— START SUPPLIED ENTRIES —

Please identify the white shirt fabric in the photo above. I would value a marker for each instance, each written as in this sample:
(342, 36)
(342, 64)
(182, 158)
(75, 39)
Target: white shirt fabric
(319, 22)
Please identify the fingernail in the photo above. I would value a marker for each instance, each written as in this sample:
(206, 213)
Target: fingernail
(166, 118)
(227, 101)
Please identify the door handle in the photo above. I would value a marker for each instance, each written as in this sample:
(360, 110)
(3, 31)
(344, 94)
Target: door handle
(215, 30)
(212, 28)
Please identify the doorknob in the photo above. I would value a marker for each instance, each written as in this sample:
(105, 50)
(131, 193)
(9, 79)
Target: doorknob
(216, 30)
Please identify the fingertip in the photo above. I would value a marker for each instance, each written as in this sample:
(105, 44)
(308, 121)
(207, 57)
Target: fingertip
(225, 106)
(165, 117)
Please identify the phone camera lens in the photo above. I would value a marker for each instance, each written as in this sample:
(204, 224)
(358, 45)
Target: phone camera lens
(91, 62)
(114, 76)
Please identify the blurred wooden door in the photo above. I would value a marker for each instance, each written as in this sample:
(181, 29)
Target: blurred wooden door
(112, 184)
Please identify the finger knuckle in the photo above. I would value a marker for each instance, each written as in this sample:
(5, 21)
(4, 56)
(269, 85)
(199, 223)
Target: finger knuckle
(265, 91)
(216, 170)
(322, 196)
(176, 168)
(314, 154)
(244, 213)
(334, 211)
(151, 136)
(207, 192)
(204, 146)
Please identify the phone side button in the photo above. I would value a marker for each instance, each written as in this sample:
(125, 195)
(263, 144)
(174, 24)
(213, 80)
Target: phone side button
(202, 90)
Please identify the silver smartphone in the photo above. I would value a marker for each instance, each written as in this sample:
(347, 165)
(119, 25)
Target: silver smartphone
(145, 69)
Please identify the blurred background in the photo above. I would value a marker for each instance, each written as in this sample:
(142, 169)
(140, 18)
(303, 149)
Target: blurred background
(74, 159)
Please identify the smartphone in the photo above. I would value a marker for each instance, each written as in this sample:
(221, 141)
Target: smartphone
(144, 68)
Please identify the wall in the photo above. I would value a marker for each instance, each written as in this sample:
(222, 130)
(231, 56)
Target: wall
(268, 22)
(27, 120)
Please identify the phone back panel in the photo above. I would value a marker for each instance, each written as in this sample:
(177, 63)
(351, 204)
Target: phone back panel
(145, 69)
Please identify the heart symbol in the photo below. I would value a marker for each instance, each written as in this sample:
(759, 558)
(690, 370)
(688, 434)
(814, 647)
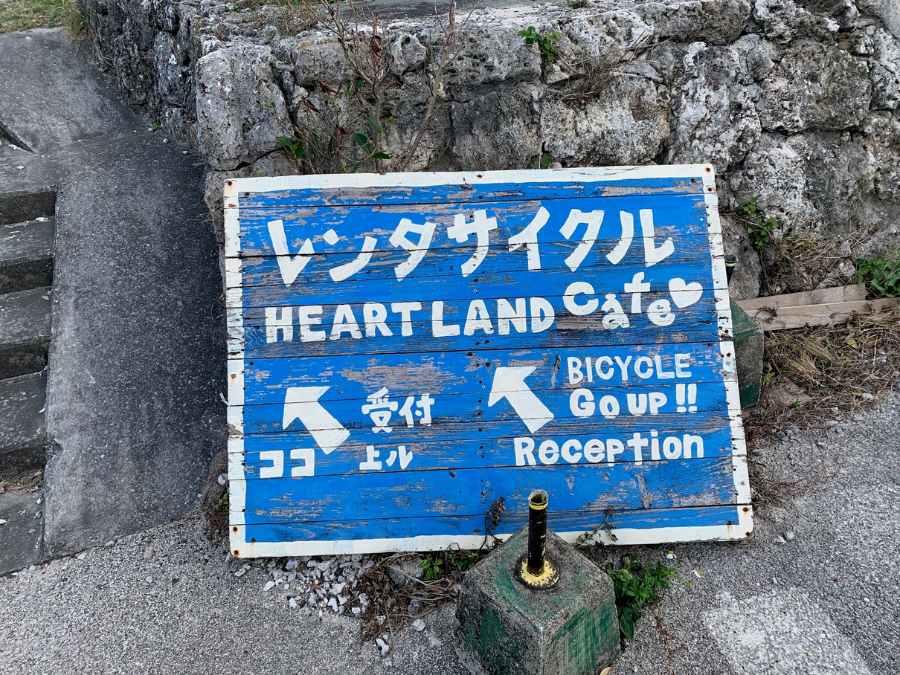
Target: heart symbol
(683, 294)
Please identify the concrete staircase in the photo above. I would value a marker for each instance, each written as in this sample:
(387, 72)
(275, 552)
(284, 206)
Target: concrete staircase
(27, 230)
(102, 219)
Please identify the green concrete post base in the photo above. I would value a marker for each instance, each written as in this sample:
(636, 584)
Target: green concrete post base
(503, 627)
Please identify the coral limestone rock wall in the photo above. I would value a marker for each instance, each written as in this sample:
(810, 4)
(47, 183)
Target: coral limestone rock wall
(795, 102)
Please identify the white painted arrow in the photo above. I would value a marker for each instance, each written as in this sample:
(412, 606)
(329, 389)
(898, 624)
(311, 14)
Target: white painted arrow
(509, 383)
(302, 403)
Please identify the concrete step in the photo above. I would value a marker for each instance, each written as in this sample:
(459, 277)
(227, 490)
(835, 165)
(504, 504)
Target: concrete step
(23, 436)
(24, 331)
(21, 536)
(26, 255)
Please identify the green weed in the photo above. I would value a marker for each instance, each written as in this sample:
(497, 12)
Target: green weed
(544, 41)
(881, 275)
(434, 567)
(635, 587)
(762, 232)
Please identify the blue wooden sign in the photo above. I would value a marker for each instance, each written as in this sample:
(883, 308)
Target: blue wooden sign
(411, 355)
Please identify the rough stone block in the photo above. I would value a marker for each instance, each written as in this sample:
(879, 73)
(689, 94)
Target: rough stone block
(749, 347)
(505, 627)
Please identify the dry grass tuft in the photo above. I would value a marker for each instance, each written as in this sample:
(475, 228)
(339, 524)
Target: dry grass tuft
(32, 482)
(18, 15)
(796, 263)
(842, 369)
(388, 601)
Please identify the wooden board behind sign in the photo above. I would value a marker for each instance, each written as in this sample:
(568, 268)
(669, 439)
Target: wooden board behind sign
(411, 354)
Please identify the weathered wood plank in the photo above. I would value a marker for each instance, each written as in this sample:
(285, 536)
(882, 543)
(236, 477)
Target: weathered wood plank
(666, 484)
(600, 369)
(816, 297)
(617, 219)
(257, 461)
(363, 189)
(553, 283)
(696, 324)
(488, 357)
(828, 314)
(615, 527)
(444, 265)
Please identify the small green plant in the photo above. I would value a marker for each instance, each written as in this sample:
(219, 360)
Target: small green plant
(635, 587)
(224, 501)
(762, 232)
(463, 560)
(881, 275)
(544, 41)
(433, 567)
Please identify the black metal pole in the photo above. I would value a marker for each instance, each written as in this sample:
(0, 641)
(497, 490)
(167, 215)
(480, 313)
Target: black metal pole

— END SUPPLIED ENTRIES —

TO DO: Leave out all pictures, then copy the remaining material exactly.

OUTPUT OF THE EXERCISE:
Please identify the white shirt fabric in the photo above. I would value a marker for each instance, each written as in this sample:
(342, 36)
(342, 64)
(182, 158)
(75, 39)
Target: white shirt fabric
(319, 22)
Please identify the fingernail in the photo above. I would value a marker for each instance, each written as in this sample:
(206, 213)
Target: fingernail
(166, 118)
(227, 101)
Please identify the door handle in the photo above. I would value a marker for each instance, each written as in this sample:
(360, 110)
(3, 31)
(344, 94)
Target: door handle
(215, 30)
(212, 28)
Please identify the doorknob in the photo above. I would value a marker for each instance, each written as in this sample:
(105, 50)
(131, 193)
(9, 79)
Target: doorknob
(216, 30)
Please identify the fingertip in the photo above. I would value a marker for each instance, each written as in this sample:
(105, 44)
(308, 121)
(207, 57)
Target: fingertip
(225, 106)
(165, 117)
Please identify the phone camera lens in the photo above. I would value a marker for each instance, each written as in this sample:
(204, 224)
(358, 45)
Target: phone camera lens
(91, 62)
(114, 76)
Please identify the blurred wooden door in the photo above. I would value a marker for each instance, each written as in this sample:
(181, 29)
Target: blurred wooden door
(112, 184)
Please identify the finger knuckle in the photo above. I would value a marker for each instance, each written as in this sample:
(5, 21)
(4, 56)
(269, 85)
(199, 223)
Target: finger knuckle
(265, 91)
(216, 170)
(322, 196)
(176, 168)
(314, 154)
(244, 213)
(334, 211)
(151, 136)
(207, 192)
(204, 146)
Please identify the phone side button in the photo above. I would value a marker for each instance, each written as in this sample:
(125, 195)
(263, 144)
(174, 24)
(213, 80)
Target: phone side button
(202, 90)
Please identify the silver smartphone in the photo above. I would value a marker for each instance, each written as in this sample:
(347, 165)
(119, 25)
Target: silver smartphone
(145, 69)
Please identify the blurred background in the photo above. I would value a marker for each instance, each written as in this sample:
(142, 169)
(140, 18)
(303, 149)
Target: blurred background
(74, 159)
Please identify the smartphone in the photo above. I would value a marker for each instance, each written as in this sample:
(221, 141)
Target: smartphone
(144, 68)
Please identify the wall in the photo above. I would value a marker for each instance, each written as in this sample:
(222, 130)
(231, 56)
Target: wall
(268, 22)
(27, 120)
Please identify the phone back panel in the photo above. I would value a marker for each instance, each written as in this sample:
(177, 63)
(351, 204)
Target: phone back panel
(145, 69)
Please identify the heart symbol in the photo below. I would value a marker for each instance, each written as in this sample:
(759, 558)
(690, 370)
(688, 434)
(814, 647)
Target: heart symbol
(683, 294)
Please identify the concrete staircase in the photo above. I would value a marker for each instance, each written as in this sample:
(387, 72)
(275, 552)
(284, 206)
Target: concrete staircase
(27, 230)
(102, 219)
Please identify the green concrete post base in the photo above. I would value a marker for each instance, each written as in this sample:
(636, 584)
Target: green concrete post base
(503, 627)
Please identify the coral limestone rock wall in the photo above. I would value a marker for each instance, each written as in this sample:
(810, 4)
(47, 183)
Target: coral limestone rock wall
(795, 102)
Please identify the white painted arrow in the photo above. I would value a marker for each instance, each written as in this sample:
(412, 606)
(329, 389)
(898, 624)
(311, 14)
Target: white painted arrow
(509, 383)
(302, 403)
Please identify the concrete step in the photo above. I would value a marker for each instance, each written as in this sample:
(459, 277)
(227, 490)
(835, 165)
(504, 504)
Target: concrete step
(23, 436)
(24, 331)
(21, 536)
(26, 255)
Please identify the green weed in the photo above. I would value a marker for each instance, each written as in this sample:
(497, 12)
Target: green weed
(544, 41)
(881, 275)
(434, 567)
(635, 587)
(762, 232)
Please identify the blue wooden sign in the photo above. I would value a marker for each instance, each written as in this sample:
(883, 308)
Target: blue wooden sign
(411, 355)
Please identify the rough stone block in the photo above. I would value a marker for each instance, each written as in this sample:
(879, 73)
(689, 94)
Target: rough stone block
(749, 347)
(505, 627)
Please identify the dry grass tuft in the photo above. I would value a marker for each instance, each written as in this sample:
(475, 228)
(339, 524)
Target: dry grass tuft
(32, 482)
(18, 15)
(796, 263)
(842, 369)
(388, 601)
Please identify the wooden board behind sign in the photo above. I would value a marker for each instance, each written as in this sample:
(568, 268)
(669, 439)
Target: wooden board behind sign
(411, 354)
Please identify the weathered wood plank in the photo above. I would value a marker for each instance, each written as in this sample:
(285, 536)
(882, 543)
(236, 477)
Target: weathered wood plank
(666, 484)
(600, 369)
(816, 297)
(617, 219)
(257, 461)
(363, 189)
(553, 283)
(696, 324)
(488, 357)
(828, 314)
(615, 527)
(444, 265)
Please identify the small green plant in the photo above. I would value a marker for each instance, each written as in this sample:
(219, 360)
Target: small green plant
(635, 587)
(224, 501)
(762, 232)
(463, 560)
(881, 275)
(544, 41)
(433, 567)
Please identify the black metal pole in the photo above. I would value a marker for each instance, each written as in this sample:
(0, 641)
(497, 490)
(167, 215)
(480, 313)
Target: black metal pole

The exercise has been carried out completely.